*Exercise 1*
Do these statements agree with the forum thread? For each, answer yes or no and quote the deciding words from the thread exactly. (a) The stir fry combo for two calls for 2 teaspoons of molasses. (b) The doctor at the student health center found something wrong with the writer's throat. (c) The nephew is shorter than the other kids in his class.
*Exercise 2*
Reproduce the part of the forum thread starting at "That's because the" and ending at "gonna weigh more.".
*Exercise 3*
Carry on the forum thread about stir fry and weight from where it stops.

Stir Fry Rice wine vinegar can be your friend: Unflavored rice wine vinegar, sweetener of your choice (but molasses is really good in stir fry) and soy sauce. The combo I use for two fairly often is 1/2 cup rice wine vinegar, 2 teaspoons molasses, 1 tablespoon soy sauce, a quarter teaspoon sesame oil and two teaspoons bland oil (like safflower), two table spoons wine or beer. Spicing: garlic, chinese five spice and ginger. If you are not watching sodium you add more soy sauce. If you are not watching calories you can add more oil and more molasses (but not a lot more molasses unless you like really sweet stir fry). Scale up for number of people you are cooking for.
The bottled sauces are also good, but very hard to control sodium or sugar with them. Mixing your own is easy, and gives you more control.
There's a gross article in this month's Marie Claire about a woman who was told by her doctor that she was "obese" at nearly 6 feet and like 175. Dude. (Edit: and even looking at a BMI calculator, at most she was edging into the "overweight" category, so DUDE.)
Also, is a stone 14 lbs? I got into a huge thing about that at a bar recently, and forgot until now to find out the real answer!
a woman who was told by her doctor that she was "obese" at nearly 6 feet and like 175. Dude.
Stabby. Stabby stabby stabby.
Also odd that the article focuses a lot on her mother, and just mentions her father once in passing.
That's because the state of the children is wimmin's work, doncha know. She gets to take on all the blame and shame.
The more I think about this, the more I'm going to write a letter to the editor. Because being at the top of the "OK" category is STILL OK.
Once, when I went to the student health center with something like my fourth case of tonsillitis that winter, the doctor told me that there was nothing wrong with my throat and that my only problem was that I needed to lose 60 pounds. I checked the BMI calculator, and losing 60 pounds would have put me at borderline underweight.
My nephew's school sent home a letter saying he was in danger of obesity and wanted to set up an appointment with a nutritionist. They obviously didn't look at the child and only looked at his age and weight. The kid is a full head taller than the other kids in his class. Of course he's gonna weigh more.

Collected data

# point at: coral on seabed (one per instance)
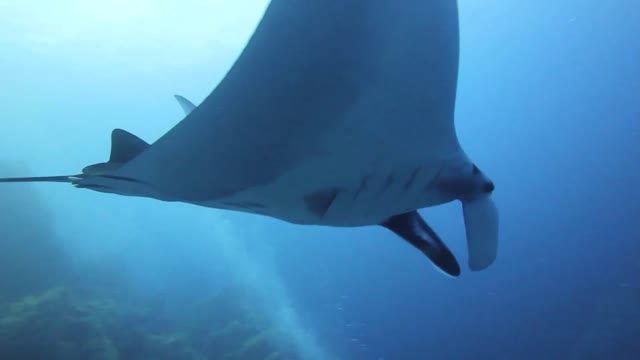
(58, 324)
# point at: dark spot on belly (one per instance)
(245, 205)
(319, 202)
(390, 180)
(412, 178)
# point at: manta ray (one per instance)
(335, 113)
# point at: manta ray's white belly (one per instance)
(342, 196)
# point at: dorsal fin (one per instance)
(186, 105)
(125, 146)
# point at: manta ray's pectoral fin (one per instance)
(481, 225)
(412, 228)
(186, 105)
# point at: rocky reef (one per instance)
(54, 308)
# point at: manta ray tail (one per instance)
(124, 147)
(186, 105)
(412, 228)
(481, 225)
(63, 178)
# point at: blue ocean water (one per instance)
(548, 104)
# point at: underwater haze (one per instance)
(548, 103)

*Result 1*
(a) Yes: "2 teaspoons molasses"
(b) No: "the doctor told me that there was nothing wrong with my throat"
(c) No: "The kid is a full head taller than the other kids in his class."

*Result 2*
That's because the state of the children is wimmin's work, doncha know. She gets to take on all the blame and shame.
The more I think about this, the more I'm going to write a letter to the editor. Because being at the top of the "OK" category is STILL OK.
Once, when I went to the student health center with something like my fourth case of tonsillitis that winter, the doctor told me that there was nothing wrong with my throat and that my only problem was that I needed to lose 60 pounds. I checked the BMI calculator, and losing 60 pounds would have put me at borderline underweight.
My nephew's school sent home a letter saying he was in danger of obesity and wanted to set up an appointment with a nutritionist. They obviously didn't look at the child and only looked at his age and weight. The kid is a full head taller than the other kids in his class. Of course he's gonna weigh more.

*Result 3*
Once, when I went to the student health center with something like my fourth case of tonsillitis that winter, the doctor told me that there was nothing wrong with my throat and that my only problem was that I needed to lose 60 pounds.
Stabby!!!!!!!!!!!ELEVENTY!!!!!!!!!!
“If we just went running out of the cave as little cave babies and stuck anything in our mouths, that would have been potentially very dangerous,” Dr. Cooke said.
Um, is crawling around inside the cave sticking things in their mouths any safer? Or are we assuming that all cave-mommies were hard-core babywearers who never let the little ones out of their sight? (Now imagining a prehistoric Park Slope full of custom mamoth-print slings...)
Would anyone care if a kid was ultra skinny as long as she was healthy? (as this kid seems to be?)
Yes. Doctors (not all, but enough and more than should be) will diagnose happy healthy babies as "failure to thrive" if their weight falls too far off the standard growth charts. (Standard growth charts which reflect the average white American formula-fed baby from 1975, btw. Breastfed babies between 4-6 months of age do not look good on these charts, let me tell you. Breastfed babies of smaller-than-your-average-American ethnic backgrounds? Pretty much screwed.)
If you are not watching sodium you add more soy sauce.
Or you can use the lower-sodium soy sauce, which is just as tasty. IMNSHO.